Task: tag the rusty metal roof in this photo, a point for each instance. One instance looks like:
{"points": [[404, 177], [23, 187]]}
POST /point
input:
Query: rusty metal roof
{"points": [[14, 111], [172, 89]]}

————

-- Objective --
Render every line of the material as a Markdown table with two columns, Row and Line, numbering the rows and omitting any blank lines.

-- The solution --
| Row | Line |
|---|---|
| 1 | Task: tag the rusty metal roof in this photo, a point for each instance. One instance looks like: |
| 2 | {"points": [[404, 177], [23, 187]]} |
| 3 | POST /point |
| 4 | input: |
| 5 | Query: rusty metal roof |
| 6 | {"points": [[14, 111], [172, 89]]} |